(Records from a collection)
----------
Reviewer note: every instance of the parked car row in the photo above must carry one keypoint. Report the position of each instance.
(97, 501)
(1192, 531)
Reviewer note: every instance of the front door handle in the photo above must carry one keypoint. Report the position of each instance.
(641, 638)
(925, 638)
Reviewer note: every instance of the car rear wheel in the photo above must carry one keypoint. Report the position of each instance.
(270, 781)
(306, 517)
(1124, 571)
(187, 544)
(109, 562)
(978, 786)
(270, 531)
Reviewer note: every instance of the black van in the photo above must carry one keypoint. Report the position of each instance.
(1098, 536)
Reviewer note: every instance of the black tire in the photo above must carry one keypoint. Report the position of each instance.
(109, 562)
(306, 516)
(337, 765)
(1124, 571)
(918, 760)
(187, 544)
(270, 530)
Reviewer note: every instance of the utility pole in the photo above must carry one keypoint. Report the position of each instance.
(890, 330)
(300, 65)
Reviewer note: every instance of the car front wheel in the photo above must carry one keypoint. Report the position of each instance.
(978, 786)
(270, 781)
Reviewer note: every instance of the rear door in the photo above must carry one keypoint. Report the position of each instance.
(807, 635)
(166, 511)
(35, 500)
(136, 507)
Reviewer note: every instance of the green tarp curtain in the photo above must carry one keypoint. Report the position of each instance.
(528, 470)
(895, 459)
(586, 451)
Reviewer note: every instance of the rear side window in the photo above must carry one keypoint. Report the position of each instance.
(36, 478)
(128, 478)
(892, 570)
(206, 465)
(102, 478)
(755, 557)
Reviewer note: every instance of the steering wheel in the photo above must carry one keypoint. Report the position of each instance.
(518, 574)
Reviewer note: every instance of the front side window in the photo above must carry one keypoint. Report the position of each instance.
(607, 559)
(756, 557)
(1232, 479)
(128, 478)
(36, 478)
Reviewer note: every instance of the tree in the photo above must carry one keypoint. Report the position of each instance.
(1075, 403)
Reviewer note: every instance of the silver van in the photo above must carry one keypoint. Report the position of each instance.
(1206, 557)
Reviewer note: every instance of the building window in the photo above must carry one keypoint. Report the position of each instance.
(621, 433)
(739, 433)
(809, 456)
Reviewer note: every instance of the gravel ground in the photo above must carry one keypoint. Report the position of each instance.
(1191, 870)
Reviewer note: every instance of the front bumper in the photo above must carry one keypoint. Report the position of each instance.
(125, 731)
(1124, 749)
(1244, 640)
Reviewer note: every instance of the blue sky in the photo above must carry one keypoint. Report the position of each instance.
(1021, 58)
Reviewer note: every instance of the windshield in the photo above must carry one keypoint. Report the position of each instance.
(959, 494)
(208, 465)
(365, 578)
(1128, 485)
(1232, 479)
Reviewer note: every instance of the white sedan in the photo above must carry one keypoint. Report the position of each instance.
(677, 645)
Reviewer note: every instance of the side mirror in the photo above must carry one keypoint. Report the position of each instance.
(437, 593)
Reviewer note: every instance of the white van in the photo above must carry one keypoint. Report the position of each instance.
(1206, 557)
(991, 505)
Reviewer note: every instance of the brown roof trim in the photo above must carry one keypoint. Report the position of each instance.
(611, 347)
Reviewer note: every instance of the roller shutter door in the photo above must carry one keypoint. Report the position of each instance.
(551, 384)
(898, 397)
----------
Each of the lines above must appear again, unchanged.

Reviewer note: every instance of the parked car row in the photo above must carry one keypoint. Report the position of each instance.
(97, 501)
(1192, 531)
Reviewer note: every instance of the front door handle in the photo above must carry one keypoint. Report the position of each instance.
(641, 638)
(925, 638)
Reviewer note: every instance of the car rear wheel in the photo above must carry one keypoint. Report the position of each instance.
(270, 781)
(306, 517)
(1124, 571)
(187, 544)
(109, 562)
(978, 786)
(270, 531)
Reviewer note: every instance of the black van in the photo above must carry one keypoint. Report the position of each instance.
(1098, 536)
Reviewer note: every instance of the black tire in the photo above must carry one keypoint. Report the position of each instance.
(109, 562)
(306, 516)
(337, 765)
(1124, 571)
(918, 760)
(187, 544)
(270, 530)
Reviewer note: every instance of the utility pole in the photo above must carry one keypoint. Report the position of each instance.
(890, 330)
(300, 65)
Reviewer note: every instance of the car front wheel in the photo above must carry one keypoint. Report the position of each instance.
(978, 786)
(270, 781)
Reviewer note: every instance of the rear door in the photo above must carry one keypoint. Report the position of each instance.
(807, 635)
(166, 511)
(35, 500)
(136, 507)
Reviewer note: every instance of the green tarp curtain in the photo above must carry one keypoint. Report the position of each instance.
(528, 470)
(895, 459)
(586, 451)
Reviewer note: every instance of the rear side window in the photo above must carry one keypoint. Report the position of each instance.
(36, 478)
(128, 478)
(892, 570)
(206, 465)
(102, 478)
(755, 557)
Reviewer note: every instance of the steering wheel in the photo above must carry one keypoint. Report the position of each instance.
(518, 574)
Reviewer note: every instance of the front side window in the photo above must carry one keypoint. Report the position of each instance.
(607, 559)
(756, 557)
(1232, 479)
(128, 478)
(36, 478)
Reviewer note: every instance of the tree in the photo above must carry one keypoint. Report the position of each instance.
(1075, 403)
Reviewer note: every instance of the silver van in the photo above must carry one keypoint. Report the position of each instance.
(1206, 557)
Reviewer note: every instance of the building window in the photo above must carry one keypoint. Report the position of each instance.
(621, 433)
(739, 433)
(809, 456)
Reviewer note: every instance of the gravel ground in the photo above must carry one keypoint. Report the position of each instance.
(1191, 870)
Reviewer note: every instance of the front bumper in the photo above must carry one keypoint. Report the position of each instance.
(125, 731)
(1124, 749)
(1244, 640)
Reviewer note: every instance of the blue sky in the photo above must carry one keypoint. Report the position of each instance.
(1021, 58)
Reviewer note: every instance of the windshield in the photo above must carry one keypoint. Report the position of each instance.
(959, 494)
(208, 465)
(365, 578)
(1128, 485)
(1232, 479)
Reviewer note: every instance of the white sedan in the photo above must carry one keypoint. Report the position of each instance.
(677, 645)
Reviewer note: every instance of the side mirror in the photo above must carry one keypoint. Report the position of each instance.
(437, 593)
Reviewer note: every instance of the white van in the photo above must carry one keypoint. Report the position of each instance.
(1206, 557)
(991, 505)
Reviewer note: every instance of the brown roof trim in the photo above must carry one keypoint. Report the position of each instance.
(611, 347)
Reviewer note: every instance of the roller shutter door in the photo above must carry one keypoint. Report the position of each instance.
(551, 384)
(898, 397)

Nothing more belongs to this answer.